• WHAT YOU ARE ASKED TO DO:
Please keep to the lines below from the one with "target | ground at base of wall" through the one with "target | upper window", and restate them word for word, ends included.

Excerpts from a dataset
....

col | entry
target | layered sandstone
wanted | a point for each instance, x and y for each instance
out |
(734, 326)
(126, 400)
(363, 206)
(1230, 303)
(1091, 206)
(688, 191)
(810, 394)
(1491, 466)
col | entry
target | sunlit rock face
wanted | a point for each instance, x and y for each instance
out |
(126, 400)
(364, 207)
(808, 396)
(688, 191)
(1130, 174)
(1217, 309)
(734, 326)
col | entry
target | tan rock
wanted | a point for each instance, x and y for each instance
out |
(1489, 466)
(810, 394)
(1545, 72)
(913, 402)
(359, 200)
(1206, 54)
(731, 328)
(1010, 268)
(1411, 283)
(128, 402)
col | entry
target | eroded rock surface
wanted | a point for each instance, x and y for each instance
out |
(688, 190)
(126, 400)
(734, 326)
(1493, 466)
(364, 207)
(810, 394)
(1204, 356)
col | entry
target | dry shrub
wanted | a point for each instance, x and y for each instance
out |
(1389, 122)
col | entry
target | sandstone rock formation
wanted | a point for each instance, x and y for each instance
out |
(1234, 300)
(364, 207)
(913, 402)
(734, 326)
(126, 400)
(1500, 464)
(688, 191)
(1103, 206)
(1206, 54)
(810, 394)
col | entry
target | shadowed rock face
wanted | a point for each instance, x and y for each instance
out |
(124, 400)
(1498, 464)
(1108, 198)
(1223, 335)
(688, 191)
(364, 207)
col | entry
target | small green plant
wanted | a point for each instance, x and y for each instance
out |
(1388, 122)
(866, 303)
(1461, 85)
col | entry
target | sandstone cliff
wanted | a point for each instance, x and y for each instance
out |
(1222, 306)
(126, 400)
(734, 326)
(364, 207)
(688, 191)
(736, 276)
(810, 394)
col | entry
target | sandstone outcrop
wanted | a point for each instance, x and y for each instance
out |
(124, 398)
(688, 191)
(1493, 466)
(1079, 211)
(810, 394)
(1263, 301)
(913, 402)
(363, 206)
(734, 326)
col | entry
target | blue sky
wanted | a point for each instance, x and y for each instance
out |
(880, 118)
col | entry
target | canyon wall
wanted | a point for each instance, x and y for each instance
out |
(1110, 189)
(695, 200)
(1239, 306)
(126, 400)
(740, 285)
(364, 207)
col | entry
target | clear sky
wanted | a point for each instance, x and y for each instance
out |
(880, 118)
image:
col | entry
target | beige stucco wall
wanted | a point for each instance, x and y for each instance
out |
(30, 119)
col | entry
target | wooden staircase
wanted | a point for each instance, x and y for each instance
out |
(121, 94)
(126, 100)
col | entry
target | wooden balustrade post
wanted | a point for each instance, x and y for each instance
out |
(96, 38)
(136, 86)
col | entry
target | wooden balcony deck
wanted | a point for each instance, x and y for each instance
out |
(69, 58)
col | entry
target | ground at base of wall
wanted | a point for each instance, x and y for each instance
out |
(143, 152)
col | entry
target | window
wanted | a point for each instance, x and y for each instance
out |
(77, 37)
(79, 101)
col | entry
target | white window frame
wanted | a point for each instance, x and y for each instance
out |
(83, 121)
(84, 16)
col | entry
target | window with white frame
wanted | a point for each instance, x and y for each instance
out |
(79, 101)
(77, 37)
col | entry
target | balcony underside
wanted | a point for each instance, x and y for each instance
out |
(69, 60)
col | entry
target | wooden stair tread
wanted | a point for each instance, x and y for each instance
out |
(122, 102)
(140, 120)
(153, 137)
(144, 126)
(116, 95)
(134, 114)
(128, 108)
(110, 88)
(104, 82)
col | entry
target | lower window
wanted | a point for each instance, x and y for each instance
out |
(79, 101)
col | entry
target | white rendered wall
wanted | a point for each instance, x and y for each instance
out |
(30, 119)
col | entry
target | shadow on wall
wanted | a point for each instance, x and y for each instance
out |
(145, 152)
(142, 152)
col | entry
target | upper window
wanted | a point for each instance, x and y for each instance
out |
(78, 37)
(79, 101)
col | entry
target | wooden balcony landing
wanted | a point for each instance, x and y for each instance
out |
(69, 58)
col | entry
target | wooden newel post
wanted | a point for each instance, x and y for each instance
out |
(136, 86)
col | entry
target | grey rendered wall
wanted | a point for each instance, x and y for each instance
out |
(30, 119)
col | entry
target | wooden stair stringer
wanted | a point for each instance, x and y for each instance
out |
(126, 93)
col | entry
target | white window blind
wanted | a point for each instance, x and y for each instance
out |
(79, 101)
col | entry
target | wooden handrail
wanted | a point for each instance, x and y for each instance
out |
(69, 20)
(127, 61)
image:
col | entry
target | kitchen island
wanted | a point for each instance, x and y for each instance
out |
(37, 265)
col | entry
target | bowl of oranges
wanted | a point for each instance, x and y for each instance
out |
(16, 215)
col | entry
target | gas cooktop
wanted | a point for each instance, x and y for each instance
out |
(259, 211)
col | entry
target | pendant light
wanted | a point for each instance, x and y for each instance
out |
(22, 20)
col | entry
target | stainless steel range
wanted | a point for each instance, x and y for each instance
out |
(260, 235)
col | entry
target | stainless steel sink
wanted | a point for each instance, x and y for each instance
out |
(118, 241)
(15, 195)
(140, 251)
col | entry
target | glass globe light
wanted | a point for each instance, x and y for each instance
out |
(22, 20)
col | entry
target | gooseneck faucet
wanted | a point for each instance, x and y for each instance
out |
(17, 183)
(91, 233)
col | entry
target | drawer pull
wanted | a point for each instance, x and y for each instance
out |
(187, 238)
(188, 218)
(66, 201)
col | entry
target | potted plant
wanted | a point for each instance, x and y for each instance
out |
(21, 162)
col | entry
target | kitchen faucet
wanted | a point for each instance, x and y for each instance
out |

....

• THE ANSWER:
target | ground at base of wall
wanted | a point for each instance, x and y for each instance
out |
(143, 152)
col | entry
target | window
wanted | a point for each instance, x and y for each instance
out |
(77, 37)
(79, 101)
col | entry
target | white window frame
wanted | a point for each instance, x and y for each instance
out |
(83, 121)
(84, 16)
col | entry
target | window with white frame
wanted | a point for each instance, x and y for each instance
out |
(79, 101)
(77, 37)
col | entry
target | balcony underside
wanted | a point for each instance, x and y for each instance
out |
(69, 60)
col | entry
target | wooden stair tread
wanted | a point for each instance, x and y for each instance
out |
(122, 102)
(140, 120)
(153, 137)
(144, 126)
(116, 95)
(134, 114)
(128, 108)
(110, 88)
(104, 82)
col | entry
target | lower window
wanted | a point for each instance, x and y for each instance
out |
(79, 101)
col | entry
target | white rendered wall
wanted | a point for each instance, x and y for each instance
out |
(30, 119)
col | entry
target | shadow on wall
wanted | a point for each instance, x and y for each instance
out |
(145, 152)
(142, 152)
col | entry
target | upper window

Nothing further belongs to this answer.